# DH won't come with me - can I do it on my own?



## PinkPoodle (Jun 24, 2006)

Hi, I'm new and in need of some advice

I'm 34 and married.  My DH had a vasectomy during his previous marriage, about 20 years ago (there's a big age gap between us  )

Anyway, he has said that if we went down the DIUI route, he would be happy to raise the child as his own, but he doesn't want to get involved in all the "medical stuff" before hand  

I am determined that this is something I'm going to do because I've wanted a baby for years now.  

My medical records at our GPs are still in my maiden name, so my question is, should I say that I'm single and ask to be referred, or should I tell the GP that DH doesn't want to get involved in the medical stuff and hope for the best? - or would this ruin my chances?  

Which ever I do, what is the initial route?  Do I just go to GP and ask to be referred to a clinic? or can I just approach a clinic directly?

Many thanks


----------



## AnneD (May 9, 2005)

Hi Pink Poodle,

I'm no expert on this but I do know that for the child to be legally your DH's he would have to be involved with the appointments etc.  There were various forms etc that we both had to sign at different stages of tx so that the tx had both of our consent.  My DH felt bad that I had to go through all the medical stuff and couldn't make it to every scan appointment etc but he was there for our main consultant appointments and for the times I really wanted and needed him there.  

I know it's possible to go through it alone but I really hope you can talk DH round as it will really make a difference to you. 

Good luck on your journey hun.

Anne xxx


----------



## HellyS (Nov 3, 2005)

Just wanted to re-iterate what Anne has said really...  right throughout the tx we have both had to sign consent forms so if you want the child to be legally your dh's then he does need to be there.

I do hope that your dh can change his mind and go through this with you as it is hard and I found my dh's support at appointments and during tx to be the one thing that kept me sane!

We went to our GP initially and he then referred us to the clinic.

Good luck with your journey and with whatever you decide to do.
HellyS
xx


----------



## emma73 (Mar 30, 2004)

hi - sorry you are facing this dilemma. Its a really difficult one - are you hoping for tx on the NHS? I dont think you can get treatment if you are single - I could be wrong but there are several criteria for NHS treatment and one of them is that you are part of a couple. Some clinics dont treat single women full stop.

== Extracted entries ==
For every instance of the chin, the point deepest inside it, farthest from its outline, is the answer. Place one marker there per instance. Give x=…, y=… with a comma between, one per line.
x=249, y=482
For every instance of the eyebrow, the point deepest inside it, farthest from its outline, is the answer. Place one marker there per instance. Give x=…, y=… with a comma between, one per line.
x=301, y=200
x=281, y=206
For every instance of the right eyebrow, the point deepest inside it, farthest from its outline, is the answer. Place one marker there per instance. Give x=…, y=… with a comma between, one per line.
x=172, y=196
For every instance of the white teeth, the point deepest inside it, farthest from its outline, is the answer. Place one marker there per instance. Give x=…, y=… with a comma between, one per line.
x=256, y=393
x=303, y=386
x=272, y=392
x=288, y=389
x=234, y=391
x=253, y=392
---
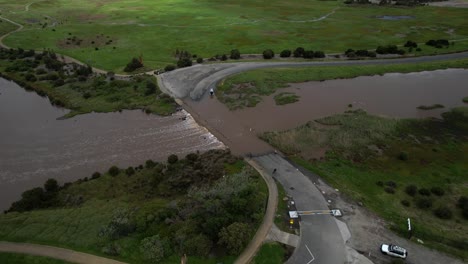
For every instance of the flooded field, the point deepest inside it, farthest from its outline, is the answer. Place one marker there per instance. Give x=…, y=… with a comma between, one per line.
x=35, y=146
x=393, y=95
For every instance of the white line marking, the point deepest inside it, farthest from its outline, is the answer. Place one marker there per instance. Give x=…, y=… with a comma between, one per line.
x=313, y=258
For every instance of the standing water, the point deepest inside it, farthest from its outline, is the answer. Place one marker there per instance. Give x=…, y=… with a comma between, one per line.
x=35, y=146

== Tasks and exercises ==
a. Do the following statements agree with the forum thread about donor insemination? For each, answer yes or no and quote the words of the thread that decide it. (i) HellyS's GP referred her and her husband to the clinic. (ii) PinkPoodle's husband had his vasectomy during his marriage to her. (iii) AnneD's husband attended every scan appointment.
b. Please write out the forum thread about donor insemination between "Just wanted to" and "kept me sane!", inclusive, substituting "legal papers" for "consent forms".
c. Write the next part of the forum thread about donor insemination, continuing after its last sentence.

== Outputs in order ==
a.
(i) Yes: "We went to our GP initially and he then referred us to the clinic."
(ii) No: "My DH had a vasectomy during his previous marriage, about 20 years ago"
(iii) No: "couldn't make it to every scan appointment etc"

b.
Just wanted to re-iterate what Anne has said really...  right throughout the tx we have both had to sign legal papers so if you want the child to be legally your dh's then he does need to be there.

I do hope that your dh can change his mind and go through this with you as it is hard and I found my dh's support at appointments and during tx to be the one thing that kept me sane!

c.
If you intend to go pvt then you could go it alone I guess - but it would be difficult.  You get to the stage where where you know the staff quite well - and they you - and it may be difficult to keep up the pretence. Also you will probably have to have some counselling where you will be asked about male role models and how you will manage to bring up a child alone - how will you feel? Also there is the legal issue - though personally I dont think this is such a problem - but thats just me. 

I really hope you can get your husband to support you. After initial appiontments he really wouldnt need to be there much at all as its you that has the treatment. 

One other thing - there is a dire shortage of donor sperm in the UK at the moment - at my clinic in Edinburgh they are not treating new people with DI - does your nearest clinic have any sperm?       

If I were you I would call the clinic where you want to have your treatment and ask if they treat sinlge women with DI, if they have sperm, how long the waiting lists are and how much it costs. Sorry if you have done all this already 

Lots of luck to you 

Emma xxx


----------



## struthie (Sep 28, 2004)

You would both have to have counselling,but my dh came to two of my DIUIS,but couldn't get there for the other two,so it is possible,your dh doesn't have to be there for appointments but there will be a certain amount of paperwork.

Good luck xxx


----------



## tabbycat222 (Sep 5, 2006)

Hi There

If your DH's objection is just being 'there' but is keen for you to go through the process, I really don't think there will be a problem.  Undre the law, the requirements about receiving treatment together strictly speaking, apply only to non-married couples.  Your DH will need to sign paperwork but you don't need to receive treatment together as non-married couples do.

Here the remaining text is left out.